# weird algae



## sweet lu (Oct 3, 2003)

i have this weird white cotton like stuff only on the rubber pieces in my tank. i didnt have it until i took my pleco but now i added one in and it is still there. does anybody know what it is.


----------



## gullzway (Oct 24, 2003)

I have noticed this stuff in my tank since I added a piece of driftwood. But mine is on the glass. Should I just scrape it off or is it something to worry about??


----------



## Noe (Aug 22, 2003)

it sound like alge. hope is that any type of fungus.


----------



## Pizzo (Nov 22, 2003)

i also have cottony/milky stuff growing on one of my pieces of bogwood (but not the other?!)

is it harmful?


----------



## nigaphan (Oct 28, 2003)

yea i had that on my driftwood too.....but after many fishes dying i took it out and did they whole process of driftwood and now my survival rate is 100%......be careful....with new wood


----------



## Pizzo (Nov 22, 2003)

it will kill my P?????????









how am i supposed to boil this thing? it won't fit in any pots i own...


----------



## nigaphan (Oct 28, 2003)

find a trash can and juss add boiling water or juss leave it in warm water in a sink for a few days


----------



## sweet lu (Oct 3, 2003)

mine is only on the rubber holder of my heater. i threw in a pleco yesterday and today it is all gone. i think the kind i have that is only on rubber is harmless to piranhas because Judazzz has it in his tank to. i dont have any wood in my tank though. but yes pizzo i would take out the wood out of your asap and do a water change and add salt.


----------



## fluidnyc (Oct 15, 2003)

Pizzo said:


> how am i supposed to boil this thing? it won't fit in any pots i own...


 You can try a compound bucket if it would fit, or the BathTub..

I would get rid of any white cotton looking things in the tank.

GL-


----------



## Pizzo (Nov 22, 2003)

Sorry Sweet lu, i kinda hijacked your thread.... :sad:

bump


----------



## sweet lu (Oct 3, 2003)

it find man. my thread is your thread


----------



## akio525 (Sep 4, 2003)

sweet lu said:


> i have this weird white cotton like stuff only on the rubber pieces in my tank. i didnt have it until i took my pleco but now i added one in and it is still there. does anybody know what it is.


 I have the same white film on the rubber pieces in my tank. I got it within a couple weeks of restarting my tank from scratch so i doubt its a fungus . I think it might be a sort of build up from the stress coat that we use but thats just my guess. Pizzo Im not sure what you have but I would take it out and either boil it or soak it in bleach and water for a few days then soak in water and dechlorinator for a few days after that.

------------------------------------------------------------------------

> [Set task 1]:
In the aquarium thread, why does akio525 doubt that the white film is a fungus? Answer in one to three sentences.
The records are unrelated to the aquarium thread.

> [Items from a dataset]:
------------------------------------------------------------------------

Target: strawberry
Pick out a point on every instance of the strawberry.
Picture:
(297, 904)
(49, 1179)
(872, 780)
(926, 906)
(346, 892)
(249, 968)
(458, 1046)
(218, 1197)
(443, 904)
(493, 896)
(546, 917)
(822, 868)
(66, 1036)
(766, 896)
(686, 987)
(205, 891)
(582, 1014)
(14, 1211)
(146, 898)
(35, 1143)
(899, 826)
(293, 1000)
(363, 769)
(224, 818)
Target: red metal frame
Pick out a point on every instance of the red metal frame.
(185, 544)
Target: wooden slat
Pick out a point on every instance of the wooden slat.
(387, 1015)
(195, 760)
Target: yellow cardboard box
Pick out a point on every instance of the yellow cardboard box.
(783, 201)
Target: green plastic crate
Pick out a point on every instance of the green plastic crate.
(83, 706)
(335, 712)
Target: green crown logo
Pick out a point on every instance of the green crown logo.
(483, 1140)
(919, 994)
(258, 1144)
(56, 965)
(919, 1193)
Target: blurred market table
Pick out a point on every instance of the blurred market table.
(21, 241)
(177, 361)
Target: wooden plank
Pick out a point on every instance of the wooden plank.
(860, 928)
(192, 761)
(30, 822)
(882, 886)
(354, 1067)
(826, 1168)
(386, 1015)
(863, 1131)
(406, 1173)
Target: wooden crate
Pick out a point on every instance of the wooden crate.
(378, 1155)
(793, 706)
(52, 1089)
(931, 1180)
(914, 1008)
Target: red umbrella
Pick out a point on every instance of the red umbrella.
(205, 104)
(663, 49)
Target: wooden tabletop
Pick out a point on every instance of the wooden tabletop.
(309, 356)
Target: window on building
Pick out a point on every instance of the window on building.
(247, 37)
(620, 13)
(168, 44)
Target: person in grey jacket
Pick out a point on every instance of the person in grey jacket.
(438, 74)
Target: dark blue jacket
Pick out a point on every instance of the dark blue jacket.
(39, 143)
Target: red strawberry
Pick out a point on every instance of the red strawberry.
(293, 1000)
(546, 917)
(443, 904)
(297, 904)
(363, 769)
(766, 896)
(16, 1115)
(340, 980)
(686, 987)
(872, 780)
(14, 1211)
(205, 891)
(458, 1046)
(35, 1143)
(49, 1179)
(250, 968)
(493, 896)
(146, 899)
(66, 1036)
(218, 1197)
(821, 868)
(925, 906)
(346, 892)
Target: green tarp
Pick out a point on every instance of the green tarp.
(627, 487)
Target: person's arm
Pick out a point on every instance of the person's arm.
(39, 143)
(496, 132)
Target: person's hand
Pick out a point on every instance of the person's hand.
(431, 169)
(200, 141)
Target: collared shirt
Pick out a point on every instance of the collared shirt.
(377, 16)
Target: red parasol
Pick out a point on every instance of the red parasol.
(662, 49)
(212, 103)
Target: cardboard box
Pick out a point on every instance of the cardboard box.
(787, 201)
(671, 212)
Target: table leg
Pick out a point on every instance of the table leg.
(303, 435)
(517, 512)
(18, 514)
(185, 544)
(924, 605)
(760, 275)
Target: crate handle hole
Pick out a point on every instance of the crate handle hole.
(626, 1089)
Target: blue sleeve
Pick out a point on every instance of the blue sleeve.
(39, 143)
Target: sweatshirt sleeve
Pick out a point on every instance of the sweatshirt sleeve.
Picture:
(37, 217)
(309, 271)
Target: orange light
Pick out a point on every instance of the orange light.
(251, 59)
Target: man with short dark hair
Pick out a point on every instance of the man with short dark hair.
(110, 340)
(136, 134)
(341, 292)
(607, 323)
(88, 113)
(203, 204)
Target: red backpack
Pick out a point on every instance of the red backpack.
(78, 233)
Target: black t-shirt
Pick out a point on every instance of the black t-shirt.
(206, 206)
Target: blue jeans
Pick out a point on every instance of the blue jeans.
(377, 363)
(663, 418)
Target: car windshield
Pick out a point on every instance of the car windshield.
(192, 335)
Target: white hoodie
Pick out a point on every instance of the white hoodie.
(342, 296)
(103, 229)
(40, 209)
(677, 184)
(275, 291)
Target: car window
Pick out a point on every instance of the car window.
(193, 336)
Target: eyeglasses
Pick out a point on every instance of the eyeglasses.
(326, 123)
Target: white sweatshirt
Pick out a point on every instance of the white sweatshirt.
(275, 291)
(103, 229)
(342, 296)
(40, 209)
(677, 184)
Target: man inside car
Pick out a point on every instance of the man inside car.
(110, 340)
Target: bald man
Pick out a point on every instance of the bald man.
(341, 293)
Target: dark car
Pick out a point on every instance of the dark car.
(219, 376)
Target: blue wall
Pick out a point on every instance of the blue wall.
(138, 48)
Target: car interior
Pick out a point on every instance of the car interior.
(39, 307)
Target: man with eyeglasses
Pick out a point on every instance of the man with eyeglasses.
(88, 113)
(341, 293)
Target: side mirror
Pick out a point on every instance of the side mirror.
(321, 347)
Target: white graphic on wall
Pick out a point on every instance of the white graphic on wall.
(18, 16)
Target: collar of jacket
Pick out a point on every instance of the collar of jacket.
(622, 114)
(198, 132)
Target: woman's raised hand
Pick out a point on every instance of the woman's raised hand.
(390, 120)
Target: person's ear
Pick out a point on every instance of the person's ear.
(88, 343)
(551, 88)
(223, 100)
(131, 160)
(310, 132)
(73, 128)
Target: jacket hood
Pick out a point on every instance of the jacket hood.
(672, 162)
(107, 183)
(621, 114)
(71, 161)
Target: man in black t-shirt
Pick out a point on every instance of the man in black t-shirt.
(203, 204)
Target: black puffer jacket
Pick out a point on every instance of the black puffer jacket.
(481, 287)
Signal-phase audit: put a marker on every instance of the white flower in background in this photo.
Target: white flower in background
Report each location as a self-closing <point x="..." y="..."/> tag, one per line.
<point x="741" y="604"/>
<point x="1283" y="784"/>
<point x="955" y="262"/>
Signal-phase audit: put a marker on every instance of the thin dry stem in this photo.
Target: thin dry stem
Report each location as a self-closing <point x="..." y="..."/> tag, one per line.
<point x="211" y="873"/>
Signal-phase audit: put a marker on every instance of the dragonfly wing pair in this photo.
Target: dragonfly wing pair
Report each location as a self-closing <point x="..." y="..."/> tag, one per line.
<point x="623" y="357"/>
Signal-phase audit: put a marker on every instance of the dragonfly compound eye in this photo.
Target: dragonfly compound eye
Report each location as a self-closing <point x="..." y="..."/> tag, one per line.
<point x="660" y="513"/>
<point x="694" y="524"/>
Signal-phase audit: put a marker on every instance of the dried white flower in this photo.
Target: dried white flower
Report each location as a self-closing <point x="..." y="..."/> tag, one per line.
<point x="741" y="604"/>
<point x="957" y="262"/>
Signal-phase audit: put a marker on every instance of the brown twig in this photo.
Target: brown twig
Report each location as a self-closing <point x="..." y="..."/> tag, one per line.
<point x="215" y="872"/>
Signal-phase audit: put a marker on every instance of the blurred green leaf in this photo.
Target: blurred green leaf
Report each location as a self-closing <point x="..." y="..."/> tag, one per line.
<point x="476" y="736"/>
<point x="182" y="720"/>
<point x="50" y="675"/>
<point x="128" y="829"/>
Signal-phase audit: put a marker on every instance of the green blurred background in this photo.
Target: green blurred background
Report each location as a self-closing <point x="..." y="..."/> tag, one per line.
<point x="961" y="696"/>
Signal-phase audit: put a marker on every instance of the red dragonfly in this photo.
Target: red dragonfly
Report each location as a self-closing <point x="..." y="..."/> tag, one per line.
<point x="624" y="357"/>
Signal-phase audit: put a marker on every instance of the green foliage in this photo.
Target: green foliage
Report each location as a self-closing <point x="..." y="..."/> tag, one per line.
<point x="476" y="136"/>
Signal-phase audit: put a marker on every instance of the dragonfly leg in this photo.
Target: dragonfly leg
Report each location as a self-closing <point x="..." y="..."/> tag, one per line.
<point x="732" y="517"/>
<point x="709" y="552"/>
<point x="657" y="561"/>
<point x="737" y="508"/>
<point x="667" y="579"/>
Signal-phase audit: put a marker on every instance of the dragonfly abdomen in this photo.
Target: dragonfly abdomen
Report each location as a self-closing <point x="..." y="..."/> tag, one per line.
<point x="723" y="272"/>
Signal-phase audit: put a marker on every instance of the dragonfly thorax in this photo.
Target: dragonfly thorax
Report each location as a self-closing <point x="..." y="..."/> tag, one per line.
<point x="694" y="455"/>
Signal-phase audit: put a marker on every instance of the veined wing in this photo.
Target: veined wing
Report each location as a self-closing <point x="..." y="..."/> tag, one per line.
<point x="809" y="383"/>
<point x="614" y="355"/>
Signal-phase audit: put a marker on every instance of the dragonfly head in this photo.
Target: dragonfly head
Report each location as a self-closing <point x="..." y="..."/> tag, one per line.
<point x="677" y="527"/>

------------------------------------------------------------------------

> [Set task 2]:
In the records, rescale the lines starting with the line that contains "Target: wooden plank" and going on through the line that contains "(406, 1173)". Give all of those lines again, including the requests, with every coordinate in the answers multiplied by 0.45 and rounded to a whole number, halves rounded up.

> [Full response 1]:
akio525 doubts it is a fungus because the film showed up within a couple of weeks of restarting the tank from scratch. Instead, akio525 guesses it might be a buildup from the stress coat.

> [Full response 2]:
Target: wooden plank
Pick out a point on every instance of the wooden plank.
(387, 418)
(86, 342)
(14, 370)
(397, 399)
(159, 480)
(372, 526)
(174, 457)
(388, 509)
(183, 528)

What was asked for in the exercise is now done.